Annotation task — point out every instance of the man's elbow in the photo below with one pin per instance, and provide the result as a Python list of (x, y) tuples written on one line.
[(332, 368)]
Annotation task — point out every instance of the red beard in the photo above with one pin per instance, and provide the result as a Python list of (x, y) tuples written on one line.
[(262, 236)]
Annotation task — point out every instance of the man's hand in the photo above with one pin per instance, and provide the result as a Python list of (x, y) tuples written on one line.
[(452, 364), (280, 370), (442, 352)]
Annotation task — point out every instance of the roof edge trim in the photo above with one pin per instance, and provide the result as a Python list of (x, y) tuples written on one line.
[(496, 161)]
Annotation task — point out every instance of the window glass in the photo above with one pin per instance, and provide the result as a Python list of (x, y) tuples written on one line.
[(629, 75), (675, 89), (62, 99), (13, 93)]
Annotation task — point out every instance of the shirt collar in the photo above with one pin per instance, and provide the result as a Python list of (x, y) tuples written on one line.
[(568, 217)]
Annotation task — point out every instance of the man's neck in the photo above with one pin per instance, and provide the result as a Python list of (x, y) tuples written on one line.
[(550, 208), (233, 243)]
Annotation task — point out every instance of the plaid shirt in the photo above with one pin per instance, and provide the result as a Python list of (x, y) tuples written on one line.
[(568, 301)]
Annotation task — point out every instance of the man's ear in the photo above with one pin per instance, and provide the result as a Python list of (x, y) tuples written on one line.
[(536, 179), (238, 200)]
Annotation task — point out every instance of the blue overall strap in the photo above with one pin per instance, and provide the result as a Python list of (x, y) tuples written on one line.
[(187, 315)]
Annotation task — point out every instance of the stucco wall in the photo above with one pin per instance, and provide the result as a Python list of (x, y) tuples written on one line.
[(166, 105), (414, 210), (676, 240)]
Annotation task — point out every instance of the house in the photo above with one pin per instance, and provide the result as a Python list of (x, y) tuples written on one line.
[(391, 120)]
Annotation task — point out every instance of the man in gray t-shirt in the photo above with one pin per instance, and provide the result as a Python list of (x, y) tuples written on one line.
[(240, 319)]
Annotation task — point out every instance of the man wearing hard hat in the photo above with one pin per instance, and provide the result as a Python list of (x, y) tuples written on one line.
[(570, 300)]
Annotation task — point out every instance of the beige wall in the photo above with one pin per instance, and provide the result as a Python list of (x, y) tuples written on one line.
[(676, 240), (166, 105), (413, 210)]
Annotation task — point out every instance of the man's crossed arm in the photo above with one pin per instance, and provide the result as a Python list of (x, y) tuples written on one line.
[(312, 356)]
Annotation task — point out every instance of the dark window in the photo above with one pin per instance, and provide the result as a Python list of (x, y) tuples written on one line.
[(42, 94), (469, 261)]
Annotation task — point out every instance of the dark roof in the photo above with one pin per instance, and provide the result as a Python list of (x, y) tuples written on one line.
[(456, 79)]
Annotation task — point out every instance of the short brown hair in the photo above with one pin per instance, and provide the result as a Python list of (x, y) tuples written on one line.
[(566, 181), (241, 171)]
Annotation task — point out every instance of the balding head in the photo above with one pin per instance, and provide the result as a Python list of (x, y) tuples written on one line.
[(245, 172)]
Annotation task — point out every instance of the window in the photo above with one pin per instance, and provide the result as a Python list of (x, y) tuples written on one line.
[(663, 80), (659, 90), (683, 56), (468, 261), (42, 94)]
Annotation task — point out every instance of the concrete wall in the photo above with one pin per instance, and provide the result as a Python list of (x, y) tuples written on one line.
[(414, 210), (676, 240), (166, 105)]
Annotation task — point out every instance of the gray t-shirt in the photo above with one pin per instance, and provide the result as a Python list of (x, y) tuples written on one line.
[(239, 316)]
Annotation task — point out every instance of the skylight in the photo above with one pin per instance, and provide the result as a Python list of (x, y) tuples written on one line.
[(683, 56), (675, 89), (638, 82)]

*-*-*

The entries above are to be copied word for word.

Annotation task — point out every instance of the man's elbow in the photo below with one pin per instance, and provide the result as a Python list of (x, y) tuples written on one line.
[(332, 368)]
Annotation task — point out every instance of the red beard in the photo above with one pin per instance, and provide the result as a Python list of (x, y) tuples written on one line.
[(262, 236)]
Annotation task — point out every instance of the man's hand in the photo above with one pin per instance, and provide the result as a Python list of (x, y) tuples written on one line.
[(452, 364), (280, 370), (442, 352)]
Annotation task — point out every instance of the roof edge trim in the photo above with one pin per instance, and provide the result as a Python list of (x, y) tuples written on one line.
[(496, 161)]
Annotation task — point out every instance of the window glass in the photo above with one pin per instance, and provide the result as a Python list of (x, y) tuples written on one line.
[(629, 75), (675, 89), (62, 99), (13, 93)]
Annotation task — point out every instance of the shirt collar in the photo above with one pin per instance, and provide the result as a Python list of (x, y) tuples written on one line.
[(568, 217)]
Annotation task — point out every instance of the man's neck in the photo above with one pin per instance, and provide the result as a Python list of (x, y) tuples written on one line.
[(550, 208), (233, 243)]
Annotation task — point out every instance of the plaid shirt in the photo above with one pin per instance, and provide the result as a Python list of (x, y) tuples written on one line.
[(568, 301)]
Annotation task — point out every instance of the man's ear in the photo above with one pin per instance, and provide the result as a Python list of (x, y) tuples written on one line.
[(536, 179), (238, 200)]
Annotation task — point out every instance of the blue overall strap in the photo above with one pin per instance, and provide the result as a Python list of (x, y) tuples written on one line.
[(187, 315)]
Annotation task — point out every instance of the stucco wall in the photo above with one pin per instance, and provide the result as a Python list of (x, y) tuples written on one line.
[(166, 105), (414, 210), (676, 240)]
Annotation task — point out every instance of the house in the photo above with one pin per instance, and provide the result as a Python list of (x, y) tuples written on one line.
[(391, 120)]
Annotation task — point out every instance of the man in gray t-shirt in the photo above with one pin per instance, and provide the result as a Python list of (x, y) tuples written on one line.
[(240, 319)]
Annotation task — point out every instance of the man wearing hard hat in the photo above with one pin per instance, and provide the result as a Python list of (x, y) tuples written on one line.
[(570, 300)]
Annotation task — point out every instance of the beige wall in the photo above with one pin per instance, and provide the result as a Python list of (x, y) tuples written on one line.
[(676, 240), (166, 105), (413, 210)]
Annotation task — point out every instance of the man's crossed arm in the photo above with one pin per instance, and provide the result as a Python list of (x, y) tuples written on one line.
[(312, 356)]
Annotation task — point out every instance of the dark window in the photo above with one pin per instance, and provide the result as a Python list of (x, y) tuples written on one line.
[(42, 94), (469, 261)]
Annotation task — point out every instance of the dark roof in the photo above with one pin per instance, and provide the result as a Python list of (x, y) tuples written on one line.
[(456, 79)]
Annotation task — point out every instance of the short brown hair in the photo above with one pin per instance, and provide the result as a Python list of (x, y) tuples written on one line.
[(566, 181), (241, 171)]
Annotation task — point out every instance of the balding head in the photo above with one pin per instance, and provide the result as a Python list of (x, y) tuples written on one line.
[(245, 172)]
Annotation task — point out every instance of the window in the photo above with one pin per instance, and provide the result as a Python list of (x, y) tuples written on one line.
[(663, 80), (659, 90), (683, 56), (468, 261), (42, 94)]
Annotation task — point out every instance of the concrete wall in the photo above with one pin per instance, and provide the result as a Python list of (x, y) tuples written on one line.
[(414, 210), (676, 240), (166, 105)]
Annotation task — point out every instance of the gray t-shirt in the photo above with one pin per instance, and provide the result as a Python list of (x, y) tuples written on one line.
[(239, 316)]
Annotation task — point out every instance of the skylight in the photo above with one pin per instance, and provide the result as a Python list of (x, y) tuples written on one line.
[(683, 56), (675, 89), (638, 82)]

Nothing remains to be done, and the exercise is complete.